=== Records for this exercise ===
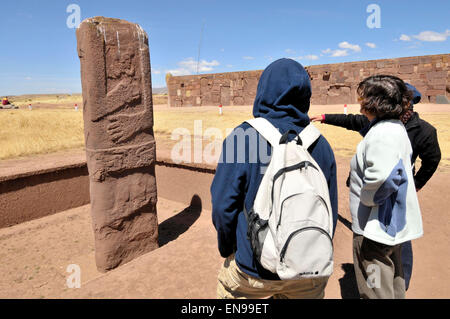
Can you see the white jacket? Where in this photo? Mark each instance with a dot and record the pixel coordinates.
(383, 198)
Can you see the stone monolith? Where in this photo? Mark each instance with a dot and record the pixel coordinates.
(120, 145)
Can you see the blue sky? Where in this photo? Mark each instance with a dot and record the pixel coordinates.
(38, 53)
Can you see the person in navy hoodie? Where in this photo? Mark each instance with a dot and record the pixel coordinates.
(283, 98)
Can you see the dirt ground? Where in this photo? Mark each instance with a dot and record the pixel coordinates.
(34, 256)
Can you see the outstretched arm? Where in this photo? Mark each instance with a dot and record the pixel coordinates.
(353, 122)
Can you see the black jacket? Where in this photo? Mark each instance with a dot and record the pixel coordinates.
(422, 135)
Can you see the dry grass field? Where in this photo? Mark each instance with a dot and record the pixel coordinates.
(24, 132)
(62, 100)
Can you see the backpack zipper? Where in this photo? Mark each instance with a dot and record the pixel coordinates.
(320, 197)
(286, 244)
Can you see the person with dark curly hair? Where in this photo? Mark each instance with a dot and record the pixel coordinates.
(425, 145)
(383, 200)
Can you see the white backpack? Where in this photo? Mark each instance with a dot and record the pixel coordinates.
(290, 225)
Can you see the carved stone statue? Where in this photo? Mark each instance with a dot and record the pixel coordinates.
(120, 146)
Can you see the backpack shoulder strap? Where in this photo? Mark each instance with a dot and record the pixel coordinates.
(266, 129)
(309, 135)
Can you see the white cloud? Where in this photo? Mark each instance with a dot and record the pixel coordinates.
(346, 45)
(431, 36)
(335, 53)
(308, 57)
(189, 66)
(338, 53)
(405, 37)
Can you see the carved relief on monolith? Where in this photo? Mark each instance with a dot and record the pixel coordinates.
(120, 146)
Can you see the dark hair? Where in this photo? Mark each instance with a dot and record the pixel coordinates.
(385, 96)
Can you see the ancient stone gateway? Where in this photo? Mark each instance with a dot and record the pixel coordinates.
(120, 146)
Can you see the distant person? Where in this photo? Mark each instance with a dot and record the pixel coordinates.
(283, 98)
(425, 145)
(383, 200)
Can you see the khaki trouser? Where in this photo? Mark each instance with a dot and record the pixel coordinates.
(378, 269)
(234, 283)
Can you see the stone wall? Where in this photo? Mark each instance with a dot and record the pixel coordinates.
(331, 83)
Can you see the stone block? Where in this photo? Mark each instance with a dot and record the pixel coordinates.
(120, 146)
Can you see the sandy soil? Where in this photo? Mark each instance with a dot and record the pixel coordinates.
(34, 256)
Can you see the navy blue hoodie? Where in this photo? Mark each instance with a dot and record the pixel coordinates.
(283, 98)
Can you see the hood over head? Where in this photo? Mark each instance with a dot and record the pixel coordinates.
(283, 95)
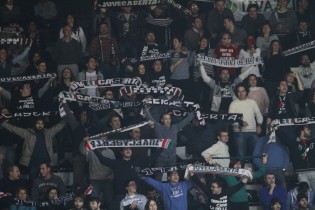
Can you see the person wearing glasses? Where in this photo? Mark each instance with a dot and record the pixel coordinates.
(133, 200)
(217, 195)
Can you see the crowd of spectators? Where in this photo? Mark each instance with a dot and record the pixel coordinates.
(33, 147)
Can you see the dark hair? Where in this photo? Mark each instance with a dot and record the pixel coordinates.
(270, 47)
(71, 72)
(39, 61)
(303, 187)
(240, 85)
(96, 199)
(230, 18)
(128, 181)
(252, 6)
(299, 129)
(222, 130)
(46, 163)
(273, 201)
(7, 169)
(147, 205)
(21, 85)
(228, 33)
(233, 162)
(19, 189)
(216, 1)
(40, 119)
(300, 196)
(264, 24)
(219, 182)
(75, 24)
(269, 173)
(52, 188)
(169, 173)
(193, 20)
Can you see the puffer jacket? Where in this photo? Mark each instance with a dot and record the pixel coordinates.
(29, 137)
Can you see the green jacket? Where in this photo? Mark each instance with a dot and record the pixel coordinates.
(241, 195)
(29, 137)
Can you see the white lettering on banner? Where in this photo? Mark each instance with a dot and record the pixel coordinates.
(106, 3)
(266, 7)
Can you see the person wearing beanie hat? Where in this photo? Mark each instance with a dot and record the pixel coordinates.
(302, 202)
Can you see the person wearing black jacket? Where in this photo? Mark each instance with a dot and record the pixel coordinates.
(124, 168)
(282, 106)
(217, 196)
(304, 160)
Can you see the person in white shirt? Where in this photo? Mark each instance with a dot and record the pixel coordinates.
(245, 133)
(219, 149)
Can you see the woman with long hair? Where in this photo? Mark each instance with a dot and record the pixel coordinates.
(22, 195)
(250, 51)
(258, 94)
(77, 31)
(283, 19)
(263, 41)
(275, 68)
(179, 66)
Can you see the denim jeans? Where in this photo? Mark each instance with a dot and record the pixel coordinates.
(244, 143)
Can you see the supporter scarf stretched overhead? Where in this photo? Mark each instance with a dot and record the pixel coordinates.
(235, 63)
(300, 48)
(102, 143)
(119, 130)
(26, 78)
(218, 170)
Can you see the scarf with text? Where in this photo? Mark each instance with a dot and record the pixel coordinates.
(300, 48)
(59, 201)
(287, 122)
(199, 169)
(119, 130)
(235, 63)
(230, 117)
(101, 143)
(96, 103)
(26, 78)
(29, 114)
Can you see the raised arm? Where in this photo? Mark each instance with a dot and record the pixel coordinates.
(208, 80)
(185, 121)
(57, 128)
(22, 132)
(231, 190)
(203, 187)
(148, 114)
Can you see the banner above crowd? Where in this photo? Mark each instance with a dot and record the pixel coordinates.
(266, 7)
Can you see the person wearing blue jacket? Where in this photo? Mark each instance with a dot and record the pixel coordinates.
(174, 192)
(277, 153)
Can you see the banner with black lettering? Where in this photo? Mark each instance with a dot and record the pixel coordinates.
(229, 63)
(101, 143)
(198, 169)
(26, 78)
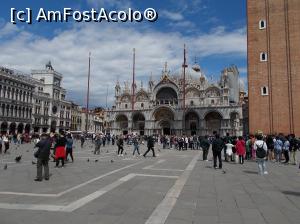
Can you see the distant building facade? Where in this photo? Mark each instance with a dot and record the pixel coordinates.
(16, 102)
(159, 108)
(33, 103)
(52, 112)
(274, 66)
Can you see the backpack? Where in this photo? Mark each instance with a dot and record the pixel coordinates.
(260, 151)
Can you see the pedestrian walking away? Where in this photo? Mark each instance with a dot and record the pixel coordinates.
(42, 155)
(69, 147)
(150, 145)
(260, 148)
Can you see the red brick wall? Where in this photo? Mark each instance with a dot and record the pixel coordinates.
(279, 111)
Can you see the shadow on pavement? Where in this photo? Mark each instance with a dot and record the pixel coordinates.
(293, 193)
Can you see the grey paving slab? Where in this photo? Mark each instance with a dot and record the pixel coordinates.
(238, 195)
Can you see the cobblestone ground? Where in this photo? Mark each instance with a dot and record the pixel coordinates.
(174, 187)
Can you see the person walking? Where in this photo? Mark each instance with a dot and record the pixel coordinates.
(42, 155)
(295, 146)
(286, 150)
(249, 147)
(205, 147)
(1, 144)
(278, 144)
(98, 142)
(69, 147)
(120, 144)
(60, 152)
(217, 147)
(241, 149)
(261, 149)
(135, 145)
(82, 140)
(150, 145)
(5, 140)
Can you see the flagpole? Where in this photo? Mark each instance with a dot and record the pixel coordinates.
(88, 94)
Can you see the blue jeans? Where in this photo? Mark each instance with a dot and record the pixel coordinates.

=== Action item ===
Once the pictures are set aside, reproduce the records in full and exactly.

=== Solved problem ===
Can you see the white jacket? Where in this photo? Mark each instance with a dot and record the pixel coordinates.
(383, 198)
Can you see the stone monolith? Where in this photo? Mark each instance with a dot and record the pixel coordinates.
(120, 145)
Can you see the blue sky? Where in this photo? Mark each instance with a dot and record the pixel coordinates.
(38, 53)
Can you see the person in navy hoodie? Where in this photo? Mark each instance with a dot and record the pixel coordinates.
(283, 98)
Can you see the dirt ground? Where in this photo? Mark each instance with a dot and record the pixel coordinates.
(34, 256)
Can you see the outstretched arm? Where in this photo? Mark each instance with a dot and record the pixel coordinates.
(353, 122)
Can you see the black jacket? Where in this photo? Mark each instance with a dot and record the pixel coordinates.
(422, 135)
Can you see the dry grass field? Where in this photo? Mark each instance with a dot and record the pixel coordinates.
(24, 132)
(62, 100)
Can you see the backpack zipper? Where in this photo? Mark each instance with a dot and record the pixel coordinates.
(320, 197)
(286, 244)
Can you see the person with dark curly hair? Where in this photo? Mark each instance with a dot and record the pixel coordinates.
(425, 145)
(383, 200)
Can you see the white backpack? Where in this photo? Mark each instance with a dot and record the pixel coordinates.
(290, 225)
Can you see the carved stone statue? Where in this photo? Mark each instance with a dot and record the pixel coordinates.
(120, 146)
Can you see the backpack shoulder strap? Where in this photo? Mark each instance with a dot and record the pixel coordinates.
(266, 129)
(309, 135)
Can you see the white cloud? Where in this photo? Mark each instance with a dot and record the pixel coordinates.
(346, 45)
(431, 36)
(335, 53)
(308, 57)
(189, 66)
(338, 53)
(405, 37)
Can you see the carved relief on monolith? Where in this photo? Mark each instance with a dot and record the pixel coordinates.
(120, 146)
Can you see the dark hair? Where in this photo? Mark each instance with a dot and record the pixel coordinates.
(385, 96)
Can you see the ancient stone gateway? Where in this photo? Mark each instance with a dot and record the pixel coordinates.
(120, 146)
Can you see the distant person? Where in this photo? Mark each instance with a dot and record the pixel coordinates.
(283, 98)
(425, 145)
(383, 200)
Can you see the khaki trouser? Where in this photo? Mark each instance with a dot and record the pixel coordinates.
(378, 269)
(234, 283)
Can you see the stone wall? Where in this photo? Mark each instance with a dot and record the pixel coordinates.
(331, 83)
Can you see the stone block? Where in this photo? Mark each instance with a dot and record the pixel coordinates.
(120, 146)
Can you see the sandy soil? Where in this photo? Mark each instance with a dot and record the pixel coordinates.
(34, 256)
Can you see the navy blue hoodie? Where in this photo? Mark each instance with a dot and record the pixel coordinates.
(283, 98)
Can you see the hood over head? Where in this photo? Mark each instance with a dot and record the pixel coordinates.
(283, 95)
Can you see the person wearing glasses? Where in this photo? Mark each instance with a dot and record the pixel coordinates.
(133, 200)
(217, 195)
Can you see the crowd of spectators? Where in this photo? Mark each instance with a dot and record the pixel coordinates.
(33, 147)
Can you see the dark hair? Where in this photo? Mark each instance with a dot and record the pixel coordinates.
(270, 47)
(71, 72)
(39, 61)
(303, 187)
(240, 85)
(96, 199)
(230, 18)
(128, 181)
(252, 6)
(299, 129)
(222, 130)
(46, 163)
(273, 201)
(7, 169)
(147, 205)
(21, 85)
(228, 33)
(233, 162)
(19, 189)
(216, 1)
(40, 119)
(300, 196)
(264, 24)
(219, 182)
(75, 24)
(269, 173)
(52, 188)
(169, 173)
(193, 20)
Can you see the puffer jacket? Where in this photo? Mark each instance with a dot and record the pixel coordinates.
(29, 137)
Can you see the green jacket? Where in this photo? Mark each instance with a dot and record the pixel coordinates.
(241, 195)
(29, 137)
Can you see the white lettering on banner? Where in this photo? Mark each instance with a dot and record the pixel coordinates.
(106, 3)
(266, 7)
Can you see the person wearing beanie hat? Where in this photo? Mark each instance with a dot and record the pixel coordinates.
(302, 202)
Can you see the person wearing black jacket? Where in this photo? Mark each instance with a dot and record the pixel coordinates.
(124, 168)
(282, 106)
(217, 196)
(304, 160)
Can you see the person in white shirt? Where in this photo? Mark each instance with a dot and record the pixel coordinates.
(245, 133)
(219, 149)
Can you see the woman with long hair? Where in this photo? Mark each instance with a dot and record the pixel coordinates.
(22, 195)
(250, 51)
(258, 94)
(77, 31)
(283, 19)
(263, 41)
(275, 68)
(179, 66)
Can you see the denim jeans? Where in this photo? Mark each instance with a dot and record the pixel coordinates.
(244, 143)
Can you see the supporter scarf stretched overhead? Where in this photo? Mark each instance with a dot and record the pixel coordinates.
(235, 63)
(300, 48)
(102, 143)
(119, 130)
(26, 78)
(218, 170)
Can you see the scarf with text? Where in this photo? Mark each instance with a dot and record the pixel coordinates.
(300, 48)
(59, 201)
(287, 122)
(199, 169)
(119, 130)
(235, 63)
(230, 117)
(101, 143)
(96, 103)
(26, 78)
(29, 114)
Can you see the raised arm? Where in this photo? Mark each instance with a dot and record the pixel coordinates.
(208, 80)
(185, 121)
(57, 128)
(22, 132)
(231, 190)
(203, 187)
(148, 114)
Can you see the banner above crowd? Where in this photo? Mark each instance with a dot and record the pixel coordinates.
(266, 7)
Can you see the person wearing blue jacket? Where in this photo? Mark each instance with a dot and record the pixel coordinates.
(174, 192)
(277, 153)
Can you see the banner with black lettering? Where in this photo? Mark each instance with a dot and record the pixel coordinates.
(229, 63)
(101, 143)
(198, 169)
(26, 78)
Can you see the distant building facade? Where in this photo? Mark each instance with a dot and record the pixel coordinates.
(16, 102)
(159, 108)
(33, 103)
(52, 112)
(274, 66)
Can you see the backpack? Where in this photo? Mark each instance with a dot and record the pixel coordinates.
(260, 151)
Can you see the pedestrian walking away? Where in this photo? Mark each instance with a dot and record the pixel coordinates.
(42, 155)
(69, 147)
(150, 145)
(260, 148)
Can you see the red brick wall? Where in this photo? Mark each instance with a dot and record the pixel coordinates.
(279, 111)
Can you see the shadow on pavement? Where in this photo? Mark each instance with a dot and record the pixel coordinates.
(293, 193)
Can you see the grey paving slab? Where in this photo? Mark each instance with a dot and record the pixel coordinates.
(238, 195)
Can you see the cobblestone ground? Where in this photo? Mark each instance with a dot and record the pixel coordinates.
(174, 187)
Can you see the person walking? Where in this photo? Mark each instance with a dot and record the pixel coordinates.
(42, 155)
(295, 146)
(286, 150)
(249, 147)
(205, 147)
(1, 144)
(278, 144)
(98, 142)
(69, 147)
(120, 144)
(60, 152)
(217, 147)
(241, 149)
(261, 149)
(135, 145)
(82, 140)
(150, 145)
(5, 140)
Can you see the flagpole? Where in this photo? Mark each instance with a dot and record the pixel coordinates.
(88, 94)
Can you see the blue jeans? Where in this photo? Mark each instance with a dot and record the pixel coordinates.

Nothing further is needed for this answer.